The interaction with the mariners
- Jon 1:10 Jonah has openly told the mariners that he is ‘fleeing God’. It seems they weren’t particularly worried, they probably laughed, or thought him odd, but took him on anyway.
- Jon 1:4-6 When trouble strikes in the form of a storm (common on the Mediterranean for a good part of the year), they get afraid and call on their gods, and command Jonah to call his God. It’s ironic that the pagans here tell the Israelite to pray to God.
- Jon 1:7 As per pagan worldview, a reason for offense to the gods is assumed and a lot is cast > Jonah is taken
- Jon 1:8-10 Jonah answers the mariners’ questions with considerable national pride, which really seems uncalled for and shows Jonah’s internal world of racial superiority. “I am a Hebrew, I worship the LORD, the God of heaven, who made the sea and the dry land.” This is of course true, and right, but it also raises the question why then you flee him, and why you think you can get away with your behavior. This confession dismays the mariners further, for the god offended is a high god!
━━━━━━━━━━━━━━━━━━━━
§ TASK INSTRUCTIONS:
**1.** Answer these questions from the commentary on Jonah and the mariners:
(a) What do the mariners do when the storm strikes?
(b) What is cast to find the reason for the gods' offense, and who is taken?
(c) According to Jonah's reply, who made the sea and the dry land?
**2.** Duplicate the part of the commentary on Jonah and the mariners starting at "- Jon 1:4-6" and ending at "a high god!".
**3.** Carry the commentary on Jonah and the mariners forward from its final sentence.
The lines that come after the commentary are not required for any of this work.

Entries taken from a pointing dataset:
━━━━━━━━━━━━━━━━━━━━
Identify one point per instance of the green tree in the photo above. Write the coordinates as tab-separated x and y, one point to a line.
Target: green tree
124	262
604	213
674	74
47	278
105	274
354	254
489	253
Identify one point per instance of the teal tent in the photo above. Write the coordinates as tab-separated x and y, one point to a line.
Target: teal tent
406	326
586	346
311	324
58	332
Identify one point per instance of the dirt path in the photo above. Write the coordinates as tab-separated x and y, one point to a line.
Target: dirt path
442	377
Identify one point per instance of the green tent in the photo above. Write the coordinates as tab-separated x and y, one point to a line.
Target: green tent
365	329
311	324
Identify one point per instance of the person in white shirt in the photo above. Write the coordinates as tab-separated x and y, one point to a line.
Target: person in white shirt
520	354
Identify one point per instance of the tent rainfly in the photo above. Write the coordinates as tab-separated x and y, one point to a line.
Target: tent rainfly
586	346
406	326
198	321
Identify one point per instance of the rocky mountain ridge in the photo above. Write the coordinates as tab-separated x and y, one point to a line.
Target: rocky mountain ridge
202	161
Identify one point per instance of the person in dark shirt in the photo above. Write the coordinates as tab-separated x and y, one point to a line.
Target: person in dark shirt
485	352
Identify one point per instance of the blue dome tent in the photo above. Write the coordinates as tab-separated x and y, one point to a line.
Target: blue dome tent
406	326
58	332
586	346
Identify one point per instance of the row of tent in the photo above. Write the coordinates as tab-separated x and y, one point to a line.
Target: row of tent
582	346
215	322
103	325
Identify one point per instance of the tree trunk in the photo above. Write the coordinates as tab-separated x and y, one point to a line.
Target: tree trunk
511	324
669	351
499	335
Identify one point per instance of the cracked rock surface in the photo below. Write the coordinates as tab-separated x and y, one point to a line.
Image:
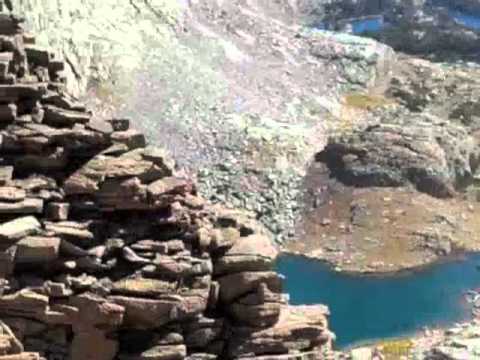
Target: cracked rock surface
108	252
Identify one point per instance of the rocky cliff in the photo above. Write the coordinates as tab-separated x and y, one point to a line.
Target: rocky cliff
108	252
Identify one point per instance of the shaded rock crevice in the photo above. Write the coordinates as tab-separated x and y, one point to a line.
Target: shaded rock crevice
106	249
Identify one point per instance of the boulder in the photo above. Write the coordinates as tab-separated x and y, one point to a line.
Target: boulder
432	154
18	228
236	285
250	253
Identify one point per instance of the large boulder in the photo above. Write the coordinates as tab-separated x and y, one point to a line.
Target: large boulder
434	155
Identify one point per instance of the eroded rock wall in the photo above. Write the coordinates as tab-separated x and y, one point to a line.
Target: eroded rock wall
106	250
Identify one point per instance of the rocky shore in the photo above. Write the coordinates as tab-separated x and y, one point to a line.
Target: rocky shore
108	252
398	190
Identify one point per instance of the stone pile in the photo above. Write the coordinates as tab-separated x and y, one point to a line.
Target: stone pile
107	252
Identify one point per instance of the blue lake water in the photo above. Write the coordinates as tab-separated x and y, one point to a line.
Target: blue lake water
365	308
376	24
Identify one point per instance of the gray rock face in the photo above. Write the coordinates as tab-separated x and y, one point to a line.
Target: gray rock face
434	155
118	257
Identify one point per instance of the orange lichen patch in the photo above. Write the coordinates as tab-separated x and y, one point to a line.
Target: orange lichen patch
366	101
386	229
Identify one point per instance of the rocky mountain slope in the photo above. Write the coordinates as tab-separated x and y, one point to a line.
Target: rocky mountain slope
108	252
238	91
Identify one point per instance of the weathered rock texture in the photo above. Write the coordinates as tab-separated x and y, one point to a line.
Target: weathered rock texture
107	252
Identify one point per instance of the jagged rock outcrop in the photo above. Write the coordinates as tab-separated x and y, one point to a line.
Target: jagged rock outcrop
436	156
106	250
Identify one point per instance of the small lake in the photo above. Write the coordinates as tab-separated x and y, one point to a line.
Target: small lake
376	24
366	308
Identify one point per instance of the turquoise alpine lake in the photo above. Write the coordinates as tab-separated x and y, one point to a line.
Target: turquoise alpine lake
368	308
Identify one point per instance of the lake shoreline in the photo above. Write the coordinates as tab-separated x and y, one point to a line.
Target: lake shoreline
457	256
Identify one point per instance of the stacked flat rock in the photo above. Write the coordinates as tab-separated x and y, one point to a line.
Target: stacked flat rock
107	252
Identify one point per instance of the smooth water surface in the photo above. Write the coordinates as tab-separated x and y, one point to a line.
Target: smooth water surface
465	19
370	308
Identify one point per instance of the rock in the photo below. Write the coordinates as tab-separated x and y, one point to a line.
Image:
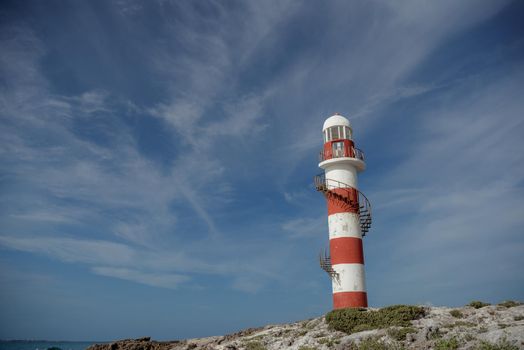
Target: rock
491	324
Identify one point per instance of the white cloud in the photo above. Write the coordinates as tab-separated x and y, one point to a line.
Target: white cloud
155	279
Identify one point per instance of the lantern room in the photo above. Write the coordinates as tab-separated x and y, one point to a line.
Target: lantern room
338	140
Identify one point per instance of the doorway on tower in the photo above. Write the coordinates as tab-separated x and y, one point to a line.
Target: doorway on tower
338	149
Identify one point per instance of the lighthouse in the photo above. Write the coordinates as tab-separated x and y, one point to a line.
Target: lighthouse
349	213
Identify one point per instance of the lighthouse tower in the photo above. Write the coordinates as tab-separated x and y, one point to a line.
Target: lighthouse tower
349	213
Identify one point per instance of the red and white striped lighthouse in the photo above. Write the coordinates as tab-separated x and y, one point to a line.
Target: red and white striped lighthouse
349	213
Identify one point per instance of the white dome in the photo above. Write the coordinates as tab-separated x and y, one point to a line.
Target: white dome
336	120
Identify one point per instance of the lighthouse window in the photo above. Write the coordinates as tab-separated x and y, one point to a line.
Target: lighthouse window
338	149
347	132
335	132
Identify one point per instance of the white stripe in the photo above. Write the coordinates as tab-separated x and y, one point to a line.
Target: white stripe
351	278
344	225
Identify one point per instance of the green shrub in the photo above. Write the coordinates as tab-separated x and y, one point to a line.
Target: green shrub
510	303
400	333
357	320
478	304
255	345
447	344
463	324
456	313
501	345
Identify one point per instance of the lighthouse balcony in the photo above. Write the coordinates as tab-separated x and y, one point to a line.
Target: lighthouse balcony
343	152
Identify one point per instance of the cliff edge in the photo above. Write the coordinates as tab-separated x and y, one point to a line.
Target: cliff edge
476	326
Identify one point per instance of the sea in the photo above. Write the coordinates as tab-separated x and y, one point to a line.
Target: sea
44	345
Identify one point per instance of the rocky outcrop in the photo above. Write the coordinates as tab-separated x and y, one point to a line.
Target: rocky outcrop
488	327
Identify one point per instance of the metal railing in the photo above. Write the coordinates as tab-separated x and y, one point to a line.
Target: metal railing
325	264
351	198
357	153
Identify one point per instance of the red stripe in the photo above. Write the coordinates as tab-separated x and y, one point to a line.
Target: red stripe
343	300
335	205
346	250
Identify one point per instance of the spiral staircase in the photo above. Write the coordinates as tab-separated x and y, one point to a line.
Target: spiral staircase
352	200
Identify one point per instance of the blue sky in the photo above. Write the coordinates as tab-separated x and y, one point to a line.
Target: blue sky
157	159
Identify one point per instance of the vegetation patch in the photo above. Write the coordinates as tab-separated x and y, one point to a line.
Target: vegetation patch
447	344
463	324
501	345
357	320
255	345
328	341
456	313
400	333
373	344
510	303
478	304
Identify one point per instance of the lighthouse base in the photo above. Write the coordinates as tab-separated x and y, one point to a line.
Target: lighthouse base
344	300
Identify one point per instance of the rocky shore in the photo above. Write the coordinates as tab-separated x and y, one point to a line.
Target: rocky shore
482	327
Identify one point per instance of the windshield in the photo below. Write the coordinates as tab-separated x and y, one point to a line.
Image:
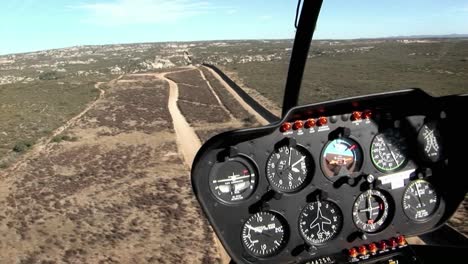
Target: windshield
104	105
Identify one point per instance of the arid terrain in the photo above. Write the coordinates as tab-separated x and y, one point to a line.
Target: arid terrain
120	191
96	142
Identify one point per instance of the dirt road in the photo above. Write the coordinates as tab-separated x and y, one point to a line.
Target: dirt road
121	192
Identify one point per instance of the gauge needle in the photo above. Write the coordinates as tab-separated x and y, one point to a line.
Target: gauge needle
256	229
393	156
419	195
233	178
369	203
297	162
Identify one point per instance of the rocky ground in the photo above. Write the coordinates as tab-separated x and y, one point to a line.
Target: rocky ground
120	192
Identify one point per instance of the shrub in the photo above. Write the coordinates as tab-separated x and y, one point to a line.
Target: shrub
22	146
60	138
48	76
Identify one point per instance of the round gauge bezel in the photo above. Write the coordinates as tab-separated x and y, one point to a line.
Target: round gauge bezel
436	207
352	174
423	156
374	163
389	213
282	220
310	170
334	236
247	162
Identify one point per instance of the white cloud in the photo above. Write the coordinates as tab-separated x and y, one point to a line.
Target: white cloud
120	12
━━━━━━━━━━━━━━━━━━━━
§ THE ANSWERS:
**1.**
(a) They become afraid, call on their gods, and command Jonah to call his God.
(b) A lot is cast, and Jonah is taken.
(c) The LORD, the God of heaven.

**2.**
- Jon 1:4-6 When trouble strikes in the form of a storm (common on the Mediterranean for a good part of the year), they get afraid and call on their gods, and command Jonah to call his God. It’s ironic that the pagans here tell the Israelite to pray to God.
- Jon 1:7 As per pagan worldview, a reason for offense to the gods is assumed and a lot is cast > Jonah is taken
- Jon 1:8-10 Jonah answers the mariners’ questions with considerable national pride, which really seems uncalled for and shows Jonah’s internal world of racial superiority. “I am a Hebrew, I worship the LORD, the God of heaven, who made the sea and the dry land.” This is of course true, and right, but it also raises the question why then you flee him, and why you think you can get away with your behavior. This confession dismays the mariners further, for the god offended is a high god!

**3.**
- Jon 1:11-16 Jonah does well in the sense that he admits his sin, takes responsibility and suggests the ‘solution’ of throwing him into the sea. But it sure would make more sense to rather repent, ask God for forgiveness and intercede for the mariners that they might not suffer for Jonah’s sin. Remember Jonah ‘knows’ God is gracious and forgiving. We see here knowledge that is not knowledge.
- It seems that Jonah is a bit melodramatic, and almost wishes for death, which will be a repeated theme in this book. Dying seems better than repenting and obeying. But also he could just jump in the water, rather than involving their conscience and having them throw him in.
- In stark contrast to Jonah the pagan mariners show fairness, quite a good understanding of right and wrong, and become increasingly god-fearing: they row hard in order to not have to throw Jonah. When overwhelmed they cry out to the God of Jonah to not hold them guilty or innocent blood (conscience! Law written on the heart!). When the storm ceases duly they are even more afraid, and offer sacrifices and make vows.
- Well, at least the pagan mariners had a revelation of God, even though Jonah hasn’t much. God uses every opportunity to save the lost, mariners and Jonah.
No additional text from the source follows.